- [Given instruction]
Reproduce the listing below word for word, omitting the pictures.

- [Listing]
════════════════
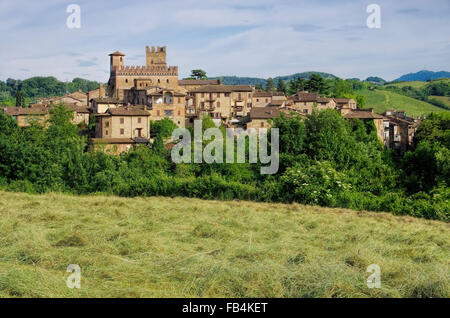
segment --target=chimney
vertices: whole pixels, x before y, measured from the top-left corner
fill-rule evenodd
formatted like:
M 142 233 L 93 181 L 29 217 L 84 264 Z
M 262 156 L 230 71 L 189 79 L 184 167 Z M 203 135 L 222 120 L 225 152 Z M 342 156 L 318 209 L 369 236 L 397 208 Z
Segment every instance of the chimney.
M 103 90 L 103 84 L 100 83 L 100 87 L 98 88 L 98 97 L 103 98 L 105 97 L 105 91 Z

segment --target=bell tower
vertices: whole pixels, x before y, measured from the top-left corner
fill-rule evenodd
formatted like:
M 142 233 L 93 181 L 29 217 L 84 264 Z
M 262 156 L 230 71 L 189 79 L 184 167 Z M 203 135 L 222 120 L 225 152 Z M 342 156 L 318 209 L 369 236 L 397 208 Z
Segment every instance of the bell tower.
M 116 68 L 123 67 L 125 54 L 116 51 L 114 53 L 109 54 L 109 56 L 111 57 L 110 59 L 111 71 L 115 70 Z
M 161 65 L 161 66 L 167 66 L 166 63 L 166 47 L 154 47 L 151 48 L 147 46 L 145 48 L 145 53 L 147 57 L 147 66 L 152 65 Z

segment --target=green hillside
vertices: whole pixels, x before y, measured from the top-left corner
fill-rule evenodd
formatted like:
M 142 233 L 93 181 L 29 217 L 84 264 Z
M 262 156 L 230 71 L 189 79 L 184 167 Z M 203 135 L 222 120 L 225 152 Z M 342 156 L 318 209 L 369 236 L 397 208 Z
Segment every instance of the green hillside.
M 382 113 L 386 110 L 404 110 L 408 115 L 418 117 L 430 112 L 447 111 L 443 108 L 431 105 L 429 103 L 400 95 L 387 90 L 369 90 L 358 91 L 358 94 L 366 97 L 366 108 L 373 108 L 375 112 Z
M 434 95 L 431 95 L 430 96 L 430 100 L 433 100 L 433 99 L 444 103 L 445 105 L 447 105 L 447 107 L 450 108 L 450 97 L 448 97 L 448 96 L 434 96 Z
M 432 80 L 432 81 L 428 81 L 428 82 L 424 82 L 424 81 L 412 81 L 412 82 L 391 82 L 391 83 L 386 83 L 385 86 L 396 86 L 399 88 L 405 87 L 405 86 L 411 86 L 413 88 L 424 88 L 426 85 L 430 84 L 430 83 L 438 83 L 438 82 L 446 82 L 449 83 L 450 79 L 449 78 L 442 78 L 442 79 L 437 79 L 437 80 Z
M 0 192 L 0 297 L 450 297 L 444 222 L 299 204 Z M 81 267 L 70 289 L 69 264 Z M 370 289 L 366 269 L 381 269 Z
════════════════
- [Solution to this exercise]
segment --target=chimney
vertices: whole pixels, x before y, measured from the top-left corner
fill-rule evenodd
formatted like:
M 142 233 L 93 181 L 29 217 L 84 264 Z
M 262 156 L 230 71 L 189 79 L 184 167 Z M 203 135 L 222 120 L 225 152 Z M 342 156 L 318 209 L 369 236 L 397 208 Z
Segment every instance of the chimney.
M 103 90 L 103 84 L 100 83 L 100 87 L 98 88 L 98 97 L 103 98 L 105 97 L 105 91 Z

segment --target=bell tower
vertices: whole pixels, x before y, measured from the top-left corner
fill-rule evenodd
formatted like:
M 142 233 L 93 181 L 29 217 L 84 264 Z
M 262 156 L 230 71 L 189 79 L 184 167 Z M 203 135 L 222 120 L 225 152 Z M 342 156 L 318 209 L 369 236 L 397 208 Z
Segment every instance of the bell tower.
M 116 68 L 123 67 L 125 54 L 116 51 L 114 53 L 109 54 L 109 56 L 111 57 L 110 59 L 111 71 L 115 70 Z
M 161 65 L 161 66 L 167 66 L 166 63 L 166 47 L 154 47 L 151 48 L 147 46 L 145 48 L 145 53 L 147 57 L 147 66 L 152 65 Z

segment --target=green hillside
vertices: whole pixels, x before y, measured from the top-left corner
fill-rule evenodd
formatted like:
M 142 233 L 93 181 L 29 217 L 84 264 Z
M 262 156 L 230 71 L 189 79 L 184 167 Z M 203 135 L 222 120 L 225 152 Z M 342 156 L 318 209 L 369 236 L 397 208 Z
Segment every instance of the green hillside.
M 382 113 L 386 110 L 404 110 L 408 115 L 418 117 L 430 112 L 447 111 L 443 108 L 431 105 L 429 103 L 400 95 L 387 90 L 369 90 L 358 91 L 358 94 L 366 97 L 366 108 L 373 108 L 375 112 Z
M 434 95 L 431 95 L 430 96 L 430 100 L 433 100 L 433 99 L 444 103 L 445 105 L 447 105 L 447 107 L 450 108 L 450 97 L 448 97 L 448 96 L 434 96 Z
M 432 80 L 432 81 L 428 81 L 428 82 L 424 82 L 424 81 L 412 81 L 412 82 L 391 82 L 391 83 L 386 83 L 385 86 L 396 86 L 399 88 L 405 87 L 405 86 L 411 86 L 413 88 L 424 88 L 426 85 L 430 84 L 430 83 L 438 83 L 438 82 L 446 82 L 449 83 L 450 79 L 449 78 L 442 78 L 442 79 L 437 79 L 437 80 Z
M 0 192 L 0 297 L 450 297 L 444 222 L 299 204 Z M 81 267 L 70 289 L 69 264 Z M 370 289 L 366 269 L 381 269 Z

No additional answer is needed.